ArangoDB's memory usage can be restricted and the CPU utilization be reduced
by different configuration options:

- storage engine (this tutorial focuses on the RocksDB engine)
- edge cache
- server statistics
- background threads
- V8 (JavaScript features)
- operating system / memory allocator (Linux)

There are settings to make it run on systems with very limited resources, but
they may also be interesting for your development machine if you want to make it
less taxing for the hardware and do not work with much data. For production
environments, we recommend to use less restrictive settings, to
[benchmark](https://www.arangodb.com/performance/) your setup and fine-tune
the settings for maximal performance.

Let us assume our test system is a big server with many cores and a lot of
memory. However, we intend to run other services on this machine as well.
Therefore we want to restrict the memory usage of ArangoDB. By default, ArangoDB
in version 3.4 tries to use as much memory as possible. Using memory accesses
instead of disk accesses is faster and in the database business performance
rules. ArangoDB comes with a default configuration with that in mind. But
sometimes being a little less grabby on system resources may still be fast
enough, for example if your working data set is not huge. The goal is to reduce
the overall memory footprint.

(Data records)
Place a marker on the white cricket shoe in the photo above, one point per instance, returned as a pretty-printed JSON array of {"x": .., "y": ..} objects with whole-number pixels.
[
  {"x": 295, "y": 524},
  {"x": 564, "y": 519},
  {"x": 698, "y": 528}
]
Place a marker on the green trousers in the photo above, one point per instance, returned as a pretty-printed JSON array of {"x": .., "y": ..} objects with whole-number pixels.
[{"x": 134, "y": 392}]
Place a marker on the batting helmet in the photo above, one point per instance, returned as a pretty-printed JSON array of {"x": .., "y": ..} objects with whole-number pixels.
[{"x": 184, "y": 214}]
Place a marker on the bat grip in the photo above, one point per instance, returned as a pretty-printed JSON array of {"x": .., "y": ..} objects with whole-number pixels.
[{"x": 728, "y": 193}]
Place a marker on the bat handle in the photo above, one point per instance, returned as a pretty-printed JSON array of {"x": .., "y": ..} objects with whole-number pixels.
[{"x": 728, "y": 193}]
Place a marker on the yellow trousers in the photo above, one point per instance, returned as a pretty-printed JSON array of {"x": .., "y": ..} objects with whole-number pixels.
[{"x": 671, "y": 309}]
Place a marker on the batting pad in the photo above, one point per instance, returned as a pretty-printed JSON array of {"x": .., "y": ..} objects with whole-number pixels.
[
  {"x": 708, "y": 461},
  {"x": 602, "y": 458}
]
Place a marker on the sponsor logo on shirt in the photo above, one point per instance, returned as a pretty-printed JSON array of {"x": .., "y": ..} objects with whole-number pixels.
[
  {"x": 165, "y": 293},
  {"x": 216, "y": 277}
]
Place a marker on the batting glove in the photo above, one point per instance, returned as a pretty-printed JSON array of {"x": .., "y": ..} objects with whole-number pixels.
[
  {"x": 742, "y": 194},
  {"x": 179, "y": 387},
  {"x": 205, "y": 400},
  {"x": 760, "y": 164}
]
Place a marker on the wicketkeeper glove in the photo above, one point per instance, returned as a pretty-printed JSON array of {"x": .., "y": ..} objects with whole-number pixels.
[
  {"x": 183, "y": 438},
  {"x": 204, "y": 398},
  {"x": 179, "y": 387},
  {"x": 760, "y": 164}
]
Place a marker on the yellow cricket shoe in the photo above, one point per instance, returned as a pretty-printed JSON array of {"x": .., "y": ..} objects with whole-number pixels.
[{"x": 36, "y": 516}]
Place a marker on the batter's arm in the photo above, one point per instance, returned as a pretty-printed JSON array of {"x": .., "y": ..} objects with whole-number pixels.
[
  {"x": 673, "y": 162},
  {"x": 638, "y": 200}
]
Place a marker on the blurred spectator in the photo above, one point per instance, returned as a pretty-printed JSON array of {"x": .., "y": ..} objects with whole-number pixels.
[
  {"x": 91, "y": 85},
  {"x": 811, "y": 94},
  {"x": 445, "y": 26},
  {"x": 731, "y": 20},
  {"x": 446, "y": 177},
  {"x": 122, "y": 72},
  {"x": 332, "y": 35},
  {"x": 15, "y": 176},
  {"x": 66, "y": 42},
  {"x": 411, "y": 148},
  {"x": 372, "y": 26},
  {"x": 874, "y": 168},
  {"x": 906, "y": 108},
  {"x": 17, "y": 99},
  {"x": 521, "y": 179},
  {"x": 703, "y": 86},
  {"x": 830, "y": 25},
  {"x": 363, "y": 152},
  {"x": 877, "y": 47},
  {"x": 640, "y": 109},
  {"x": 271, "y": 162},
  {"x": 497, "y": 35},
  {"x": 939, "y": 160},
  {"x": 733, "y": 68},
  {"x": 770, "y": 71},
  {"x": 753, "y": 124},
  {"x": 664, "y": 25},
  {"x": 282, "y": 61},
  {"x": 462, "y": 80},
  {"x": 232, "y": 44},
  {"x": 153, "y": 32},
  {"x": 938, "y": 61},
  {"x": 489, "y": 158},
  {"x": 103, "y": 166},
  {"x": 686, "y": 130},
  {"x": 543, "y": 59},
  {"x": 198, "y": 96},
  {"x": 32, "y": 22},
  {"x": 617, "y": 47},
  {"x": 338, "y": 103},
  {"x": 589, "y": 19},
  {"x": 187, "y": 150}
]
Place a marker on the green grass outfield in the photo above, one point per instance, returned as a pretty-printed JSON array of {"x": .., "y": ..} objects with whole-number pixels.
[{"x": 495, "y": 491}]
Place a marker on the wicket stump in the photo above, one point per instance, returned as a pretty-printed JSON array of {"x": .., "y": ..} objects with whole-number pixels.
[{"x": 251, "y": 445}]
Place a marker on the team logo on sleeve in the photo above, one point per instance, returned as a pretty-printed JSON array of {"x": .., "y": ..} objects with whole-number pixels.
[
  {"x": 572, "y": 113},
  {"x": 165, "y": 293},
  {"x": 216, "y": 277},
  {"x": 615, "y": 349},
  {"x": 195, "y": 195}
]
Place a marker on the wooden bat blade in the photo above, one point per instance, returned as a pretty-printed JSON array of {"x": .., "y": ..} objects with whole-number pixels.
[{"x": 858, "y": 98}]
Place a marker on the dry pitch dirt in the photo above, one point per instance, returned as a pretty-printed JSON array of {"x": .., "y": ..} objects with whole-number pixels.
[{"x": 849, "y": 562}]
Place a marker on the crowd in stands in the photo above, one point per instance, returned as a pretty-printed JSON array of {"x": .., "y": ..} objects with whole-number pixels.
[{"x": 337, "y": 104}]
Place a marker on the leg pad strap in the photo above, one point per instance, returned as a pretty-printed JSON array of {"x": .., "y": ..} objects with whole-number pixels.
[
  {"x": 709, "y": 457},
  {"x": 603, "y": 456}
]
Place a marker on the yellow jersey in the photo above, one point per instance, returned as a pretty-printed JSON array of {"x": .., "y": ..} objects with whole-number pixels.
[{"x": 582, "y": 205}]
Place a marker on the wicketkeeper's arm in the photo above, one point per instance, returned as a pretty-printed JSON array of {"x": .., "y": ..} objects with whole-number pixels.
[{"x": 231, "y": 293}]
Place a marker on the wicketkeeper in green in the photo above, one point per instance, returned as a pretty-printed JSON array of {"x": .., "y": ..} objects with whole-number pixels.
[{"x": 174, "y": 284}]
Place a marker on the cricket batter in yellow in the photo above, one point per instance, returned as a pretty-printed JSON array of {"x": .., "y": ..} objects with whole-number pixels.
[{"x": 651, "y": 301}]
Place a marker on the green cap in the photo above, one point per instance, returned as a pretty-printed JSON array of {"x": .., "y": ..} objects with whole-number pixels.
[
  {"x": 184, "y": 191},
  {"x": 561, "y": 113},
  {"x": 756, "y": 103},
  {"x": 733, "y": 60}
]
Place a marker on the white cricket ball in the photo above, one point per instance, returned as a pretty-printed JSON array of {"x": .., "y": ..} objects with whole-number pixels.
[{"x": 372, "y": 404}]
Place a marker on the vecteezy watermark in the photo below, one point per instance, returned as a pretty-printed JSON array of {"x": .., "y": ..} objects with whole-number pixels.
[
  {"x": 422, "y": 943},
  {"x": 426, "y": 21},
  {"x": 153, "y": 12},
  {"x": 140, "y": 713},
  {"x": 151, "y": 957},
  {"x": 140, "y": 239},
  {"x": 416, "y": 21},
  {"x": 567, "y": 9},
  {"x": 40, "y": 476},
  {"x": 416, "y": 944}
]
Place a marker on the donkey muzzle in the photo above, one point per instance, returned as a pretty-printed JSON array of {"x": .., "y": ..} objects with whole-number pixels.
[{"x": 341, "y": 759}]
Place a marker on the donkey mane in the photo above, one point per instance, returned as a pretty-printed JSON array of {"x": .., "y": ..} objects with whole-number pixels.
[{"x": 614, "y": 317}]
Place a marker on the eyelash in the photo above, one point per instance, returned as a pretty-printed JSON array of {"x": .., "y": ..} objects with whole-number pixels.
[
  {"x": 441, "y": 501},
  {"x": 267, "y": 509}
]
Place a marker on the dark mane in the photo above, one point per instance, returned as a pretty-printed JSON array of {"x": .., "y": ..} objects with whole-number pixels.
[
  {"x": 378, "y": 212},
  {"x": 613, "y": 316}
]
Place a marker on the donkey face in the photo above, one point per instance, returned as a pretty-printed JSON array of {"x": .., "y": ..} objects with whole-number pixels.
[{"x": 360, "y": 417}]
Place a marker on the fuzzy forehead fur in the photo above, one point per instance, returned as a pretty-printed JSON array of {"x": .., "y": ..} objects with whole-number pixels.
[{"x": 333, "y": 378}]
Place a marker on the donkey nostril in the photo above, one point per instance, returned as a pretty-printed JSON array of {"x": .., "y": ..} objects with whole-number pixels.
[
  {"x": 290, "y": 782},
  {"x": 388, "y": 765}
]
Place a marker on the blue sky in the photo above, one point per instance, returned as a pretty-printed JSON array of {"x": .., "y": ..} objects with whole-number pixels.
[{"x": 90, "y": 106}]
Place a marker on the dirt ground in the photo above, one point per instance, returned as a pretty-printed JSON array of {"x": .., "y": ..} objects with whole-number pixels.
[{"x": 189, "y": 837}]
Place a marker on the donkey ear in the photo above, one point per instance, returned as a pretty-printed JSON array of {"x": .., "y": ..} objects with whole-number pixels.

- _REQUIRED WORK_:
1. Answer these questions about the ArangoDB configuration text:
(a) Which storage engine does the tutorial focus on?
(b) By default, how much memory does ArangoDB in version 3.4 try to use?
(c) What is the stated goal of the settings?
2. Rename "hardware" to "computer" in the part of the ArangoDB configuration text that begins at the words "- edge cache" and ends after "for maximal performance.". Give that part in full.

- _FINAL ANSWERS_:
1.
(a) The RocksDB engine.
(b) As much memory as possible.
(c) To reduce the overall memory footprint.

2.
- edge cache
- server statistics
- background threads
- V8 (JavaScript features)
- operating system / memory allocator (Linux)

There are settings to make it run on systems with very limited resources, but
they may also be interesting for your development machine if you want to make it
less taxing for the computer and do not work with much data. For production
environments, we recommend to use less restrictive settings, to
[benchmark](https://www.arangodb.com/performance/) your setup and fine-tune
the settings for maximal performance.